Image-grounded pointing data
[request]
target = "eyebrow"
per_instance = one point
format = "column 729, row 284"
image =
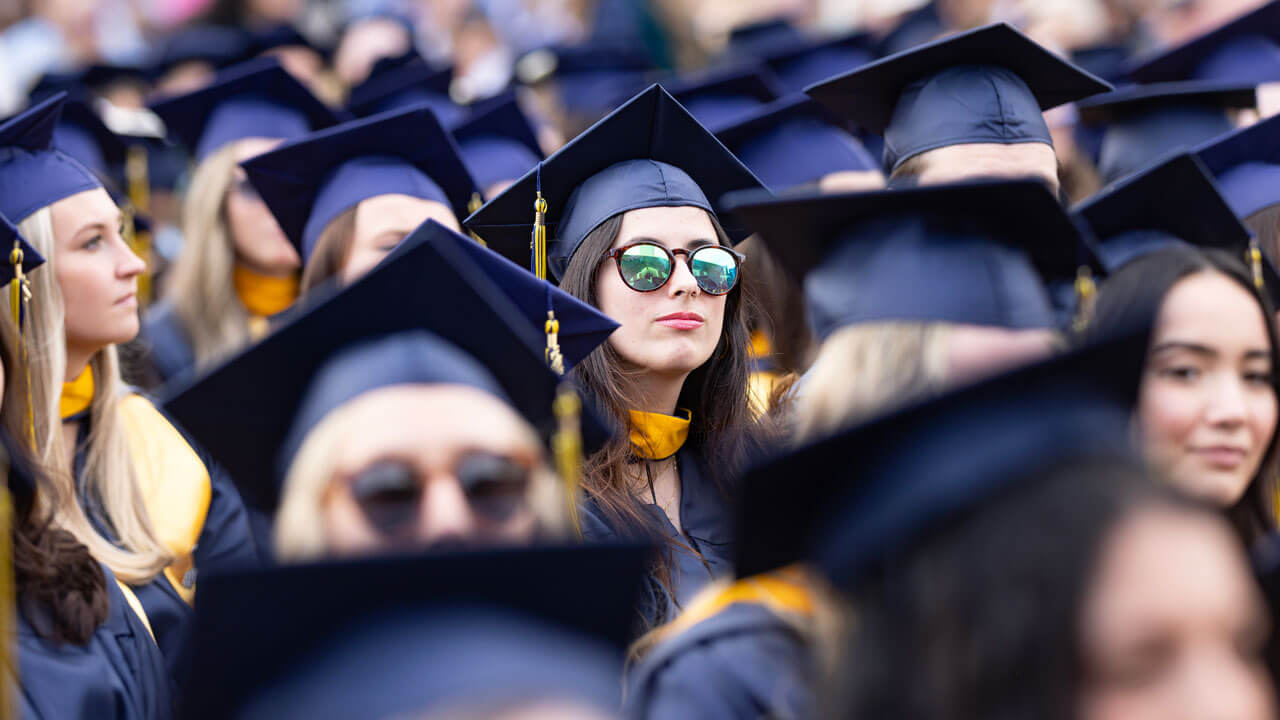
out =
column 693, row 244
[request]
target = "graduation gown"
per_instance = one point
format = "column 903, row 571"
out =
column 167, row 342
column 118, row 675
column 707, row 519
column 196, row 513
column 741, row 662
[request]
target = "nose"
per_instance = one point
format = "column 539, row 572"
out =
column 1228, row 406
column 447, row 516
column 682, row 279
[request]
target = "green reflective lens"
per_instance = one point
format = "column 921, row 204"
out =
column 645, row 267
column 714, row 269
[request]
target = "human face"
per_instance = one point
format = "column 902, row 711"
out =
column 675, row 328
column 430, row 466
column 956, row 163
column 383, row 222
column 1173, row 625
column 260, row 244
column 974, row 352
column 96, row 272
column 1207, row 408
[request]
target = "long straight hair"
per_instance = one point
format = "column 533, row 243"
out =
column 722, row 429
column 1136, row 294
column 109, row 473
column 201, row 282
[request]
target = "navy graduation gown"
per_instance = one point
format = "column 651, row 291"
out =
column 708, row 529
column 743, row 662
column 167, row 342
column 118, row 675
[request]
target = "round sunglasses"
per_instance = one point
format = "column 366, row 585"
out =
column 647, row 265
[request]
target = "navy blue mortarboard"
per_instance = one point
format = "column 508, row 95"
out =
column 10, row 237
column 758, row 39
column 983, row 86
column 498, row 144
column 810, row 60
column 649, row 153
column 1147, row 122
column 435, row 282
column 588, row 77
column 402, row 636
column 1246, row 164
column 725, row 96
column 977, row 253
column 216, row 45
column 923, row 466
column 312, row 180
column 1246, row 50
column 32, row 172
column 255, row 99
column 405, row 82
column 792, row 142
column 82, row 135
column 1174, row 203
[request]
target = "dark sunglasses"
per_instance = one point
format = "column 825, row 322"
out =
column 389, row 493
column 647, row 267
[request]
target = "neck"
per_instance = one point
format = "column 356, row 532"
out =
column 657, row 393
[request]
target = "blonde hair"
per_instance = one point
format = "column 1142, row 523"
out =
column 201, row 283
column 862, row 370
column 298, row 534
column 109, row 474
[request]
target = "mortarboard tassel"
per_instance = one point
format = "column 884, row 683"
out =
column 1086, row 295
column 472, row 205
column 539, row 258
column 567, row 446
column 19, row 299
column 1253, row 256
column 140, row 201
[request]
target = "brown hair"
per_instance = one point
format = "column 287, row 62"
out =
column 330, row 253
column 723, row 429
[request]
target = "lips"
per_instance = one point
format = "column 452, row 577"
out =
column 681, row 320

The task> Each record above goes into the copy unchanged; the pictures do not.

Your solution>
[request]
target = "eyebrow"
per_instance = one point
format = "column 729, row 284"
image =
out =
column 693, row 244
[request]
target = "graduation gown"
per_instance = one point
format = "column 903, row 571"
out =
column 167, row 342
column 118, row 675
column 707, row 519
column 196, row 513
column 741, row 662
[request]
target = "nose"
per_instance = one point
format = "column 539, row 572"
out =
column 1228, row 406
column 447, row 516
column 682, row 279
[request]
target = "green reflective lens"
per_instance = one point
format = "column 921, row 204"
out =
column 645, row 267
column 714, row 269
[request]
target = "human face"
per_instance = one point
format = "column 902, row 711"
out =
column 675, row 328
column 430, row 466
column 956, row 163
column 383, row 222
column 1173, row 625
column 260, row 244
column 974, row 352
column 96, row 272
column 1207, row 408
[request]
target = "long straight hair"
per_instance = one point
format = "column 533, row 243"
out =
column 722, row 429
column 1136, row 294
column 109, row 473
column 201, row 282
[request]
target = "navy graduation gown"
per_instance = one point
format = "column 651, row 291"
out =
column 708, row 529
column 743, row 662
column 167, row 342
column 118, row 675
[request]
target = "round sunglasses"
per_instance = one point
format = "column 366, row 585"
out =
column 647, row 265
[request]
target = "navy blue mortarboard"
per_instance = one point
format = "column 508, row 95"
out =
column 10, row 237
column 758, row 39
column 983, row 86
column 498, row 144
column 810, row 60
column 649, row 153
column 1147, row 122
column 435, row 282
column 588, row 77
column 402, row 636
column 1246, row 164
column 725, row 96
column 977, row 253
column 216, row 45
column 923, row 466
column 312, row 180
column 1246, row 50
column 32, row 172
column 255, row 99
column 405, row 82
column 792, row 142
column 82, row 135
column 1174, row 203
[request]
target = "dark sunglasses"
per_instance = one point
format = "column 825, row 322"
out =
column 389, row 493
column 647, row 267
[request]
target = "neck"
per_instance = one point
format = "column 356, row 532"
out =
column 657, row 393
[request]
target = "blonde hair"
per_instance = one point
format = "column 1142, row 523"
out =
column 201, row 283
column 862, row 370
column 298, row 534
column 109, row 474
[request]
target = "mortarboard tassel"
per_instance = one point
format = "column 884, row 683"
out =
column 1086, row 295
column 472, row 205
column 539, row 258
column 567, row 446
column 19, row 299
column 1253, row 256
column 140, row 201
[request]
target = "brown hair"
per_instance = one point
format = "column 287, row 62"
out =
column 330, row 253
column 723, row 429
[request]
target = "lips"
per_instance = one point
format = "column 452, row 577"
out =
column 681, row 320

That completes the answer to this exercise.